**Task 1**
Can you summarize the production-monitoring patent in two sentences?
**Task 2**
Would you reproduce the production-monitoring patent from "BRIEF SUMMARY OF" up to and including "searched and analyzed."?

**Study text**
WO2001050209A1 - Method and system for monitoring production data - Google Patents

Abstract

A method and system for monitoring production in one or more production lines monitored by sensors associated with a computer network. Through sensors (44) associated with the one or more production lines, a plurality of production readings, including one or more of: temperature readings for a production line environment, pressure readings for the production line environment, motor speed readings for a motor associated with the production line, humidity readings for the production line environment, rates at which the production line is fed with materials, sources from which the production line is fed, and output rates of the production line are obtained. Another step includes obtaining quality data for the products output by the production line, the quality data being stored in a quality database of a laboratory information management system, the quality data including one or more of: rheology values, appearance measurements, compositional data, strength data, and color data. A production run sheet (80) including the obtained production readings and quality data can then be generated.

Description

METHOD AND SYSTEM FOR MONITORING PRODUCTION DATA

CROSS REFERENCE TO RELATED APPLICATIONS

This application claims the benefit of provisional patent application Serial No. 60/173,747 filed December 30, 1999, the disclosure of which is incorporated herein by reference.

BACKGROUND OF THE INVENTION

The present invention relates to a computer system for producing an electronic production run sheet and more particularly to a method and system for automatically capturing and storing production readings, production setpoints and quality assurance lab testing data and other manufacturing related data.

During crystalline finishing, plastic pellets, which have been produced previously in a resin process, are finished. The finishing process encompasses adding various materials to the pellets, such as, flame-retardants, pigment, glass, etc., depending on the final use thereof. After the addition, or compounding process, the pellets are extruded into final pellets.

Previously during the finishing process, the production operator has been required to manually enter the Lot Number, Production Identification, production setpoints, readings (such as temperature and extruder conditions) and the quality assurance (QA) lab testing data (such as physical properties and visual inspection results) onto a production "run sheet". This manual procedure needs to be done every two to four hours during production time. The task is a very manually intensive task, requiring the operator to not only search for the production properties, but to record the data onto a paper run sheet. This manual process uses valuable operator time and often results in data entry errors. Moreover, the operator is often required to search for the handwritten data within filing cabinets, which are located in several different locations throughout the production site. Thus, there is a need to alleviate the manual, hand written process used for recording data during crystalline finishing.

BRIEF SUMMARY OF THE INVENTION

One aspect of the present invention is to provide a computer system which automatically captures production readings, production setpoints and QA lab testing data in an electronic format capable of being searched and analyzed.

Another aspect of the present invention is to provide a method and system for electronically capturing production data so as to free up the operators time, resulting in increased capacity and improved reliability of the data recorded. Moreover, an electronic copy of the production run sheet will speed up and improve the historical analysis of the data.

(Segmentation mask data)
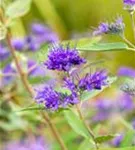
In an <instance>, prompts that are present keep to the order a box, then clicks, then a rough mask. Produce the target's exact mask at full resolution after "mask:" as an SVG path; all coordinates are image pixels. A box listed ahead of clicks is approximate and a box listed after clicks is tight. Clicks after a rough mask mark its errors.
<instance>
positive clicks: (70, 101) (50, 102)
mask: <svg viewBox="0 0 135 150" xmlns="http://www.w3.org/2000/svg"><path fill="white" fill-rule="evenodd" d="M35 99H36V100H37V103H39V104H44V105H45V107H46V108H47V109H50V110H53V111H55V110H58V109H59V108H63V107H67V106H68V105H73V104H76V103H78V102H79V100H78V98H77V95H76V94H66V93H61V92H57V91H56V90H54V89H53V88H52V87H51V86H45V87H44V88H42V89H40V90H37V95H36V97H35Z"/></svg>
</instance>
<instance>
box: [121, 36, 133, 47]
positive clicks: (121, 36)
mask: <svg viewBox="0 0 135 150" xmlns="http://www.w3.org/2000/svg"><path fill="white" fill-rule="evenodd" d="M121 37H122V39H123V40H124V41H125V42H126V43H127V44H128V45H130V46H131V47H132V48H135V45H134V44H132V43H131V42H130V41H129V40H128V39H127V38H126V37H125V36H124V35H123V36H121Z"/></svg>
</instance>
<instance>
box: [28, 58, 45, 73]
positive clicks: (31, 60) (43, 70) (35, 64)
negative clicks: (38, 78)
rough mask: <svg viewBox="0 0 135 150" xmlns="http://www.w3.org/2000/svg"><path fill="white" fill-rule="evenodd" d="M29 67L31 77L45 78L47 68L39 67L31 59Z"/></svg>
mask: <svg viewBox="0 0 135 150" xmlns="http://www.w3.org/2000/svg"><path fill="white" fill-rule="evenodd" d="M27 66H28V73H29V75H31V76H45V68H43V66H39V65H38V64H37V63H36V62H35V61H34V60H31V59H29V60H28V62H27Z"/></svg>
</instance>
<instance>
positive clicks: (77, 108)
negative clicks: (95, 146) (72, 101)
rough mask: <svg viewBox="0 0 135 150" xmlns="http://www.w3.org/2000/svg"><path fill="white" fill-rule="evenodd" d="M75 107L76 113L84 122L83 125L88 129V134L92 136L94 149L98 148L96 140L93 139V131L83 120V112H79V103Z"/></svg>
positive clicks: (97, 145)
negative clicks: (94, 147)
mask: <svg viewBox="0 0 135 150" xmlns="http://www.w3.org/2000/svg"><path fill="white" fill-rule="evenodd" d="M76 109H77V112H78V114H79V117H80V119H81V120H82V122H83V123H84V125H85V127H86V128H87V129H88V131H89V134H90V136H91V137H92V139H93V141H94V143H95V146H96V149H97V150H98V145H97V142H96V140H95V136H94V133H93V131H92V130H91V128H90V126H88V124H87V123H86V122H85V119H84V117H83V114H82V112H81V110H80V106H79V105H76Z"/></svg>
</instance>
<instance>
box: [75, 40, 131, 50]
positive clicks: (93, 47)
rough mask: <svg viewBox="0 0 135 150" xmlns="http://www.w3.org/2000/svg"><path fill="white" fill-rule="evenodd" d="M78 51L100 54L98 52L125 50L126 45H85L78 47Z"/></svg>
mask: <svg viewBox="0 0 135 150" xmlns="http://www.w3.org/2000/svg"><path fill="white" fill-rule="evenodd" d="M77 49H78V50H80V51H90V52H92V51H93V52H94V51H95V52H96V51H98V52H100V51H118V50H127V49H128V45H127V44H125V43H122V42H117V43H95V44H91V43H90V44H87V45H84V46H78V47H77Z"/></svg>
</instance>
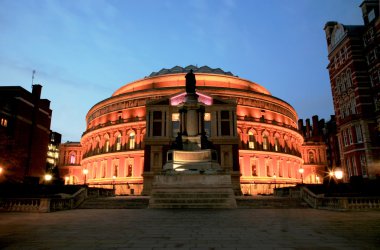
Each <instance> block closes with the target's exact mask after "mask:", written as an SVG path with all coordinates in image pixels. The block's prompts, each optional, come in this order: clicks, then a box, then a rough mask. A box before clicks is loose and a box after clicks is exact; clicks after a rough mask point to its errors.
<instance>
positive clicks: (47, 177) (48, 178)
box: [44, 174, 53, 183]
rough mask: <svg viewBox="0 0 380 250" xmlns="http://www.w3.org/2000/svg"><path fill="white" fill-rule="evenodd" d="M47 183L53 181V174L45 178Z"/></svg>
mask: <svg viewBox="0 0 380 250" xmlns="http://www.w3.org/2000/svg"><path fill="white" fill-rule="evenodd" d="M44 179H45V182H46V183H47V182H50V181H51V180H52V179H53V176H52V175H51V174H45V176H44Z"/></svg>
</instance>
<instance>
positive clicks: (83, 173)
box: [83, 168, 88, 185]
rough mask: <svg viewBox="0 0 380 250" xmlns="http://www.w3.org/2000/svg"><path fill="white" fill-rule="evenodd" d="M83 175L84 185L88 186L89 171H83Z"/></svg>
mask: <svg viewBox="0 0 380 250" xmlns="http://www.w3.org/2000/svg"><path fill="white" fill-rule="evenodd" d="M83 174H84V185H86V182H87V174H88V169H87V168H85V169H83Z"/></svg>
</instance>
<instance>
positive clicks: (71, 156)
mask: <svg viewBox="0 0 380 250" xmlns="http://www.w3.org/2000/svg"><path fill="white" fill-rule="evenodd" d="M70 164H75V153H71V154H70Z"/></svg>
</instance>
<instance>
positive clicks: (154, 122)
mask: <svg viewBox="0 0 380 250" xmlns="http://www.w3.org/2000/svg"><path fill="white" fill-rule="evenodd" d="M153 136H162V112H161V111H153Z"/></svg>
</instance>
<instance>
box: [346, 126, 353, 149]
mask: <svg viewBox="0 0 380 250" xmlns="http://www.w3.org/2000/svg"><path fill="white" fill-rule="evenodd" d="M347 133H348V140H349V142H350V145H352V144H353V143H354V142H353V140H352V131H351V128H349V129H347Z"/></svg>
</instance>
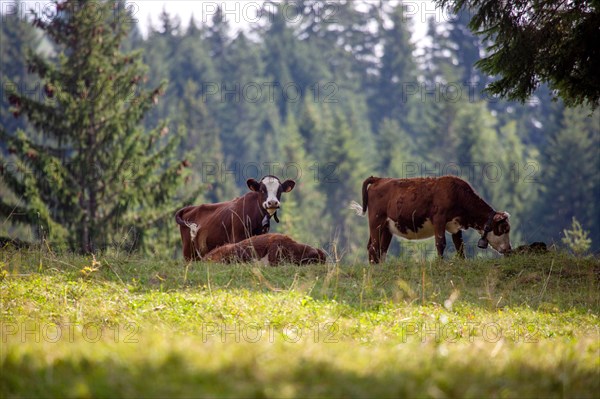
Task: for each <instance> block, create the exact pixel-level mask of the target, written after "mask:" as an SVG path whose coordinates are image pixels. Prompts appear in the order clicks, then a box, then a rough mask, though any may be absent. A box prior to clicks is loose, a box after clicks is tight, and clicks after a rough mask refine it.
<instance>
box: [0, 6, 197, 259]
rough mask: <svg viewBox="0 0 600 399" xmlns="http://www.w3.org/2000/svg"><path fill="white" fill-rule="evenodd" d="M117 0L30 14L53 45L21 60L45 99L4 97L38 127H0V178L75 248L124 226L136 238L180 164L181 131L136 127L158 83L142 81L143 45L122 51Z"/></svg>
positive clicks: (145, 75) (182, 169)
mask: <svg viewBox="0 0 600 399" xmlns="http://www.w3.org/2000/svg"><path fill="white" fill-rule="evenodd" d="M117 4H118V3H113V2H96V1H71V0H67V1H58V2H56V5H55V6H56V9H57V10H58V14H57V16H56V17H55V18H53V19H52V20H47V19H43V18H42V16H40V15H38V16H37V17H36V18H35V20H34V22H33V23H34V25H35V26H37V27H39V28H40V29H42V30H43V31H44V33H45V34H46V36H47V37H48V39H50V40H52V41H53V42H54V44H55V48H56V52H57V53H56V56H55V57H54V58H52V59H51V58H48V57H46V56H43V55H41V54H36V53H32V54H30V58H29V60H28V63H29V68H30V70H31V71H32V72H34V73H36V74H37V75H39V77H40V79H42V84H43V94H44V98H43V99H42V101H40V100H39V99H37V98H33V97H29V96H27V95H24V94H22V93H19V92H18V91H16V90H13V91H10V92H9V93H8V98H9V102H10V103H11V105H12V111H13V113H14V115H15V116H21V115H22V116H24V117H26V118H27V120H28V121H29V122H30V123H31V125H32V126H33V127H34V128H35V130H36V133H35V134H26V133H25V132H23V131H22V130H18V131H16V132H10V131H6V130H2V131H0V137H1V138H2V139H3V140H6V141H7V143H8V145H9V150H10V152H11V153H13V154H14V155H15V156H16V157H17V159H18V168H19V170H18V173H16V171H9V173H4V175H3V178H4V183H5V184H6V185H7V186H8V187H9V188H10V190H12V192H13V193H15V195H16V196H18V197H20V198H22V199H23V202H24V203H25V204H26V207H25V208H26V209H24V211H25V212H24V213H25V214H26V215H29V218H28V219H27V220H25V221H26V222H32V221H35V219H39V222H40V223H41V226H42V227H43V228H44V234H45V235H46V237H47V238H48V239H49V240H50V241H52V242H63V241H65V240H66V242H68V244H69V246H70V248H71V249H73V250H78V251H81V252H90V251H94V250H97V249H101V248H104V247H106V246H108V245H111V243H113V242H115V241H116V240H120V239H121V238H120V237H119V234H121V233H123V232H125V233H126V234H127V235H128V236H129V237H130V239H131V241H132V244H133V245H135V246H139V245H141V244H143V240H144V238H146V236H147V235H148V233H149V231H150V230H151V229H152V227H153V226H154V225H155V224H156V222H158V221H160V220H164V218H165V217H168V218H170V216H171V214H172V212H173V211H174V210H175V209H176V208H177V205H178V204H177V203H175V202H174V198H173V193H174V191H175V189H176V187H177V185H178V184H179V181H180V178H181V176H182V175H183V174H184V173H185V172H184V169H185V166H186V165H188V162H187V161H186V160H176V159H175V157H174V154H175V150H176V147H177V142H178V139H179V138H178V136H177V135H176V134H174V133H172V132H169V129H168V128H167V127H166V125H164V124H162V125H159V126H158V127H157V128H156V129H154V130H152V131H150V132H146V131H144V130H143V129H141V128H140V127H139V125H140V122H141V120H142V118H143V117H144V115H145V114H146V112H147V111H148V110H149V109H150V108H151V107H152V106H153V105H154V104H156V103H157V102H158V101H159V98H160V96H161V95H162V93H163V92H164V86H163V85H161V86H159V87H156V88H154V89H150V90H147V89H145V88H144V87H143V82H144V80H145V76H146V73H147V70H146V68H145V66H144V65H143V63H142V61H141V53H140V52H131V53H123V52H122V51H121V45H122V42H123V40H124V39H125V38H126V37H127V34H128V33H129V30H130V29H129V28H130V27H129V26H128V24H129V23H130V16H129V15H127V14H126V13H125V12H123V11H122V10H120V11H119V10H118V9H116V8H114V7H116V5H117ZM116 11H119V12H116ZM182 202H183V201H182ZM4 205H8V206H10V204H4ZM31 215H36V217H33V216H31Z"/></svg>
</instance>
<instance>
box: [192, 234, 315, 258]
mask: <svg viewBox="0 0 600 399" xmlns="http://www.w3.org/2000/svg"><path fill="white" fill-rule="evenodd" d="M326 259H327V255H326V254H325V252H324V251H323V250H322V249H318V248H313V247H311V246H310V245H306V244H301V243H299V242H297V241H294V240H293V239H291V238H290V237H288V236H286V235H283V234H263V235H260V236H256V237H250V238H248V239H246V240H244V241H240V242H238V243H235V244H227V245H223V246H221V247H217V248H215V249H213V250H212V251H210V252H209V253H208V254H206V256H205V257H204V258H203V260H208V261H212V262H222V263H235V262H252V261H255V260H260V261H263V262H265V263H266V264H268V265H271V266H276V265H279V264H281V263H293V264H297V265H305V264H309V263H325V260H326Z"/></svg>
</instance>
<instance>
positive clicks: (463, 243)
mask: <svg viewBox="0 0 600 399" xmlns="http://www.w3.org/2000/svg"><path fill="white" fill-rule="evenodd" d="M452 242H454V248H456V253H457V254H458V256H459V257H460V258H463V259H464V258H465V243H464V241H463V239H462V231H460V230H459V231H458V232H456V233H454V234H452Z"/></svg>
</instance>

**Expected output 1**
The patent describes a method and system that use sensors on production lines to gather readings such as temperature, pressure, motor speed, humidity, feed rates and sources, and output rates, combine them with quality data from a laboratory information management system, and generate a production run sheet. It aims to replace the manual, handwritten run sheets used during crystalline finishing, which took up operator time and often led to data entry errors, with an electronic record that can be searched and analyzed.

**Expected output 2**
BRIEF SUMMARY OF THE INVENTION

One aspect of the present invention is to provide a computer system which automatically captures production readings, production setpoints and QA lab testing data in an electronic format capable of being searched and analyzed.